Please report each line in the material below that contains the string "surface", treating uppercase and lowercase as different.
>> BEGIN
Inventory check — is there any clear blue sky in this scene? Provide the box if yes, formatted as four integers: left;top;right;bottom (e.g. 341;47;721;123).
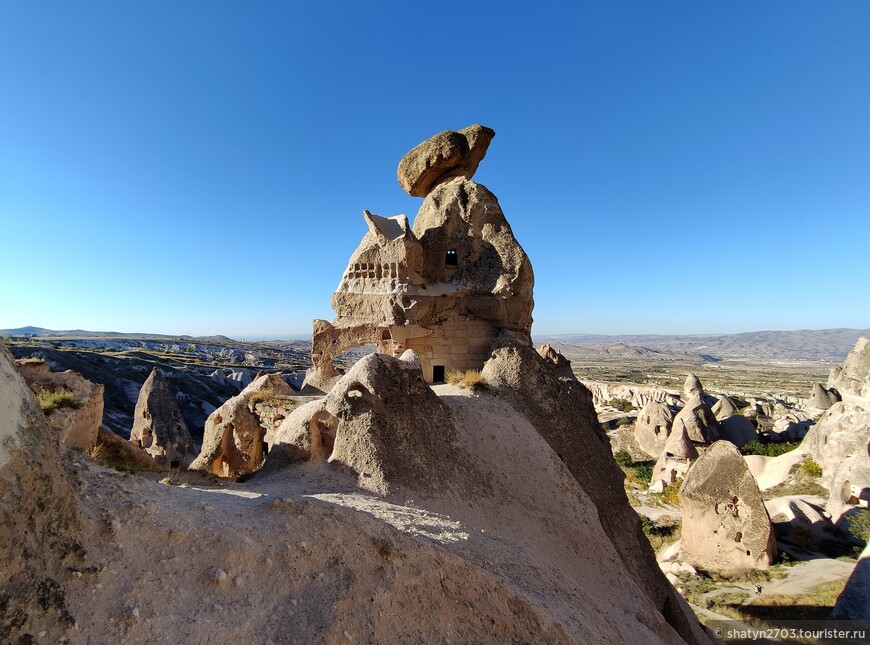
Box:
0;0;870;337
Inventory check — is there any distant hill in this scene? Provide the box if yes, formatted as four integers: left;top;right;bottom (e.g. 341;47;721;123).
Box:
0;326;236;343
535;329;870;363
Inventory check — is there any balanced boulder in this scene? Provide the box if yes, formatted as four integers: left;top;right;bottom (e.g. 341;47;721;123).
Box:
398;124;495;197
680;441;776;573
130;367;196;468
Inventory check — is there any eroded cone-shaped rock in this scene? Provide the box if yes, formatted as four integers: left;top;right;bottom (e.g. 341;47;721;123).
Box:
719;414;759;448
809;383;841;410
671;396;721;446
801;401;870;522
130;367;196;468
482;341;703;641
19;360;103;450
0;343;84;643
650;426;698;487
831;542;870;620
680;441;776;573
190;374;293;479
305;178;534;391
683;372;704;398
326;352;474;494
634;401;674;458
710;396;740;421
828;338;870;397
398;124;495;197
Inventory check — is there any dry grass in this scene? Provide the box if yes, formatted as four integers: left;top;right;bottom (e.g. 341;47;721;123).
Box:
445;370;486;391
248;388;299;409
85;437;166;473
36;389;81;414
711;580;846;622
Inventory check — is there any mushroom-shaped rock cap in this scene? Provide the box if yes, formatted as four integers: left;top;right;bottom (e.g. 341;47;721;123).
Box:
683;372;704;397
398;124;495;197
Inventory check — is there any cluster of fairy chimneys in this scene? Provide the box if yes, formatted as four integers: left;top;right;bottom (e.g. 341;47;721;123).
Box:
635;374;758;492
305;125;534;391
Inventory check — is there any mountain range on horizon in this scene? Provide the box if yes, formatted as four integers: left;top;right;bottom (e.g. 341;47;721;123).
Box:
0;326;870;363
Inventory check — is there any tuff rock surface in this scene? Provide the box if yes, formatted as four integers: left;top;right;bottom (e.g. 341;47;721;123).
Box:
305;126;534;391
130;367;196;468
398;124;495;197
680;441;776;573
190;374;293;479
828;337;870;398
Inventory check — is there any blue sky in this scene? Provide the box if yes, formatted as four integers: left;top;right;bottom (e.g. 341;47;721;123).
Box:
0;0;870;337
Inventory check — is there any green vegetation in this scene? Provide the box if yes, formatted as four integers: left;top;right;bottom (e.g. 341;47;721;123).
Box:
248;388;299;408
703;580;846;623
36;389;81;414
613;450;633;467
740;441;800;457
800;459;822;477
605;399;634;412
650;473;683;506
632;461;655;486
640;515;682;551
613;450;655;486
846;508;870;544
445;369;486;391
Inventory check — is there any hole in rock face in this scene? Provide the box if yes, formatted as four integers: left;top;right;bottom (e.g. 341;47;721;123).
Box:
308;410;339;461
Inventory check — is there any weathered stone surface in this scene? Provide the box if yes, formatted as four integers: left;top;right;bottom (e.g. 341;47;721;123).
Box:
828;337;870;398
801;401;870;522
808;383;842;410
683;372;704;398
650;425;698;490
680;441;776;573
482;341;697;640
580;379;683;410
89;426;170;471
190;374;293;479
671;396;721;446
831;542;870;620
398;125;495;197
306;172;534;391
0;343;81;643
538;344;577;381
634;401;674;459
719;414;759;448
130;367;196;468
710;396;740;421
19;361;103;450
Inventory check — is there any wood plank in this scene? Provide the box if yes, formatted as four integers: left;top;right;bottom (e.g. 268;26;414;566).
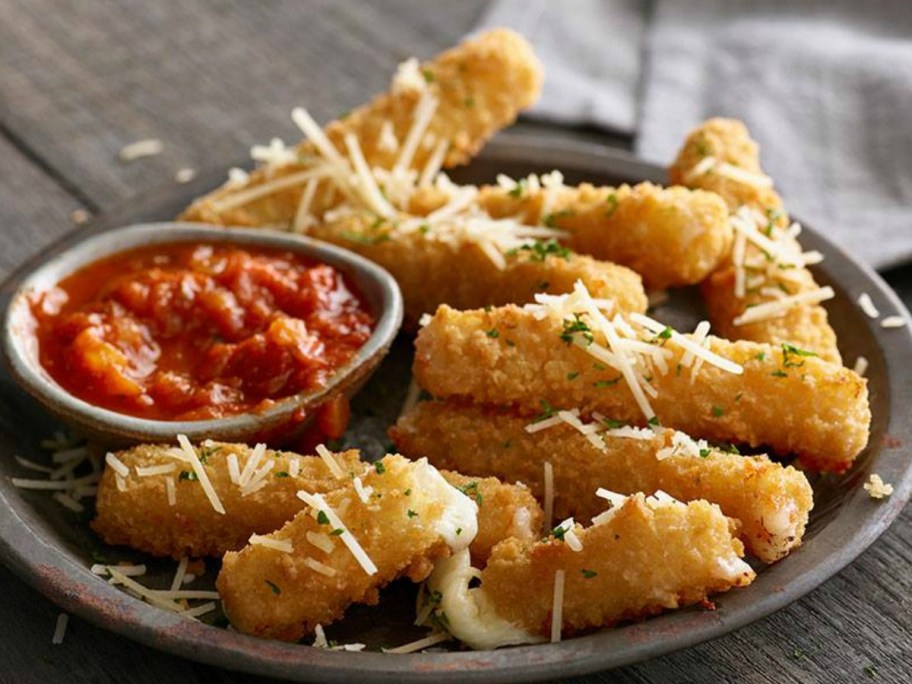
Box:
>> END
### Right answer
Inventory check — is there any tuff rock surface in this scene? Provide the box if yes, formatted as four integers: left;top;right;bottom (e.g. 341;47;721;123).
Inventory check — is there any weathered stone surface in this scene? Provide the box if yes, formatted as four integers: left;top;right;bottom (e.g. 341;47;721;123).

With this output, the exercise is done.